- [Exercise task]: Pull out every line in the data below that contains the word "tower", and copy each of those lines in full.

- [Data provided]:
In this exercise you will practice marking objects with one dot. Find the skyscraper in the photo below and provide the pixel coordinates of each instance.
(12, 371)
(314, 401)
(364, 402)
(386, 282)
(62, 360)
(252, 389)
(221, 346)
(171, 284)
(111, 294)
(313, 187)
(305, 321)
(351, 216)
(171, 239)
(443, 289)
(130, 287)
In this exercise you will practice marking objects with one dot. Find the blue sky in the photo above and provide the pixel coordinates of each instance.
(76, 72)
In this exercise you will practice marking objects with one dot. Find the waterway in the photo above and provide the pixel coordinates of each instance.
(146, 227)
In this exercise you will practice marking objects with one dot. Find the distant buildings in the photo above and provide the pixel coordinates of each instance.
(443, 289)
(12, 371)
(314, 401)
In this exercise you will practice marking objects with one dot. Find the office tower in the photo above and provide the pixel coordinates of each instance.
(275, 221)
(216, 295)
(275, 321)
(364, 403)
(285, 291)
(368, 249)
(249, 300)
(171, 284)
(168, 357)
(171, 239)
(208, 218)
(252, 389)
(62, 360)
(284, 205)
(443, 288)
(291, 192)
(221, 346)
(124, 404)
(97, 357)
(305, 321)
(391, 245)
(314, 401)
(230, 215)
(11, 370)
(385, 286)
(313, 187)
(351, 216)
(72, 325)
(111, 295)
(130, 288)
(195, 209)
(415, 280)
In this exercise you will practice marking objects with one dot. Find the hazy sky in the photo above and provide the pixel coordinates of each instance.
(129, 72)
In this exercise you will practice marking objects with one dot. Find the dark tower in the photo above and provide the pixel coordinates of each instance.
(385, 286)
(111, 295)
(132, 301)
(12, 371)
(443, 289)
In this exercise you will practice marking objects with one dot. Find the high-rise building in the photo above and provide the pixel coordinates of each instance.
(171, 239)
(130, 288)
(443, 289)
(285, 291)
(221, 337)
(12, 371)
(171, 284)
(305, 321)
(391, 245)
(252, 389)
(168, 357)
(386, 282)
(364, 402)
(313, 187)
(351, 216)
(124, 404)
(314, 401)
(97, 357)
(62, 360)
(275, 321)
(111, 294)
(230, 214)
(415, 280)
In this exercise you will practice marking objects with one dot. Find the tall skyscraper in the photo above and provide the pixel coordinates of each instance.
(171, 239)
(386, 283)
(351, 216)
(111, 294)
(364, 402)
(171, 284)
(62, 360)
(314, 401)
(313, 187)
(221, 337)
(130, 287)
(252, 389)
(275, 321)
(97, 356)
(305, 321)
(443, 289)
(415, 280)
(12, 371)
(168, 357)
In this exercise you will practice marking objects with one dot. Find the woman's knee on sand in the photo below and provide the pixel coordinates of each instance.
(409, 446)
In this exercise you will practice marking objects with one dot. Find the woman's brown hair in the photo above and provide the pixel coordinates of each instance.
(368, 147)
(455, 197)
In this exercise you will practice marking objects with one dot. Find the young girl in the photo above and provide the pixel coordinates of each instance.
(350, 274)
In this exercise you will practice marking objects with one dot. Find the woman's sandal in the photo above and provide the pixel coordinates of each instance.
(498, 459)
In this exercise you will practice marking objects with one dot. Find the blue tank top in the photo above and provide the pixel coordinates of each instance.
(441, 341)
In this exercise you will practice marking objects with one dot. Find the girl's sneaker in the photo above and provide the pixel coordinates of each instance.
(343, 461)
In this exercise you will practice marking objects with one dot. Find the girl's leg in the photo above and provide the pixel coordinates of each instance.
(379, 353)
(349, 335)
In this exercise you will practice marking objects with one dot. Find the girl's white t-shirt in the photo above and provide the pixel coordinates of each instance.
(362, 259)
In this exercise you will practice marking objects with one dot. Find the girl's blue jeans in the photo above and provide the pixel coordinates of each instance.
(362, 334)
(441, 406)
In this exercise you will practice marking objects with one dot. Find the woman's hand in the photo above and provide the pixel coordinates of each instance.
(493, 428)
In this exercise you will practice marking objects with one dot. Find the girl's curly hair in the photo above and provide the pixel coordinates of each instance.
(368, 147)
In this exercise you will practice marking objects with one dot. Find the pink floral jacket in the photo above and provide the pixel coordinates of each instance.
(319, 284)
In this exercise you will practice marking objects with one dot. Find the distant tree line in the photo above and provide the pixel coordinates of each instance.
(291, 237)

==

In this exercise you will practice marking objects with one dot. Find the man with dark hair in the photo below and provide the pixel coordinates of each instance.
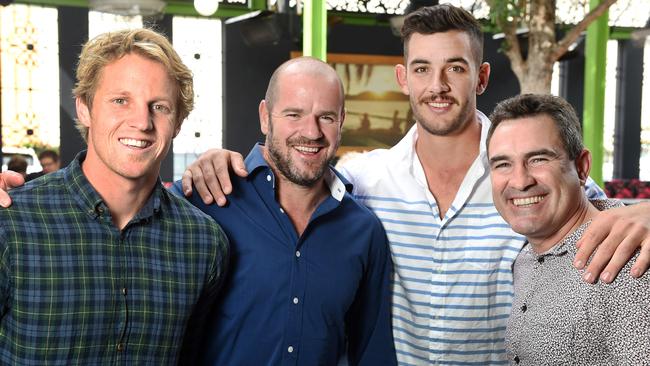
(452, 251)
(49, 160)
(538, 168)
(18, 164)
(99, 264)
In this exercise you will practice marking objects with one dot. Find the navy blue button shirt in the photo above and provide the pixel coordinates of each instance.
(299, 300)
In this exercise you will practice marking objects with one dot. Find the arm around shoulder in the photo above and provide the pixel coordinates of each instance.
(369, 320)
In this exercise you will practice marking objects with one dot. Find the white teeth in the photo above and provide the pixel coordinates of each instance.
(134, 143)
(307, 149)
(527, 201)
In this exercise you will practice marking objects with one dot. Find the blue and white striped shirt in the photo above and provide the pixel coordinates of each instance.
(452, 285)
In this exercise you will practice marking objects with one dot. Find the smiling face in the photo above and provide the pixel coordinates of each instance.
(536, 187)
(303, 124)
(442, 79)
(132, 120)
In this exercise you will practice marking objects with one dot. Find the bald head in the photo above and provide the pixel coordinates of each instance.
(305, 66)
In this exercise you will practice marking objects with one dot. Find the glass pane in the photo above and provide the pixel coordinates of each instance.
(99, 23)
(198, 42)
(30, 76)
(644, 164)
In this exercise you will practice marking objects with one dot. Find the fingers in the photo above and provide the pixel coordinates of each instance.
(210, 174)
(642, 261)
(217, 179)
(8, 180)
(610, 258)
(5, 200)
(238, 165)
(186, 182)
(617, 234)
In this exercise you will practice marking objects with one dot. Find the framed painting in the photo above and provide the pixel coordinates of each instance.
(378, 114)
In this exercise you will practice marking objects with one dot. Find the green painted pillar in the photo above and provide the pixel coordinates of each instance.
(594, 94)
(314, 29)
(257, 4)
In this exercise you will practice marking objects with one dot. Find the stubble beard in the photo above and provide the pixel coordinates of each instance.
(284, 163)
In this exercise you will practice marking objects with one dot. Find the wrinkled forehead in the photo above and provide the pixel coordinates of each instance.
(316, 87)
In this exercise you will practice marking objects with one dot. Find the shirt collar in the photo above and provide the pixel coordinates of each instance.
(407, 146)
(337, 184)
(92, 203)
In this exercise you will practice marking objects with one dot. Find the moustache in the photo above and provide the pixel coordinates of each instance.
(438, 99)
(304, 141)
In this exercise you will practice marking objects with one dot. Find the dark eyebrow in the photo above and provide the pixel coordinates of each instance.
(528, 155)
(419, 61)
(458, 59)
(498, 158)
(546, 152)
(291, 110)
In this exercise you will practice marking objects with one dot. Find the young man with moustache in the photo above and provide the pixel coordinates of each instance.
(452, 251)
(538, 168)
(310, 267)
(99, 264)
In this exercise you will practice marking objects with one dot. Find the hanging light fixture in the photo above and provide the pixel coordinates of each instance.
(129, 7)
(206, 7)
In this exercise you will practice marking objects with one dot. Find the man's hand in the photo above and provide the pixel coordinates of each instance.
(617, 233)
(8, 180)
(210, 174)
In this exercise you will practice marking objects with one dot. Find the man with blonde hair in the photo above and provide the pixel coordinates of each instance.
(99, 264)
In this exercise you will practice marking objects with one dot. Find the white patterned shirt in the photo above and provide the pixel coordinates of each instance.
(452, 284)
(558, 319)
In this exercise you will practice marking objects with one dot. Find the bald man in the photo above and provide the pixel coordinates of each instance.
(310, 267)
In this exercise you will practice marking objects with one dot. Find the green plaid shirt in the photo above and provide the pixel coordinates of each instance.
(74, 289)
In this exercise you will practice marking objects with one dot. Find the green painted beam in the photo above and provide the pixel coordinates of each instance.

- [Worked solution]:
In this exercise you will practice marking objects with one dot. Find the office tower in the photo above and provide the pixel coordinates of each instance.
In this exercise you will practice marking objects with one dot. Find the dark tower in the photo above and provide the pixel coordinates of each instance.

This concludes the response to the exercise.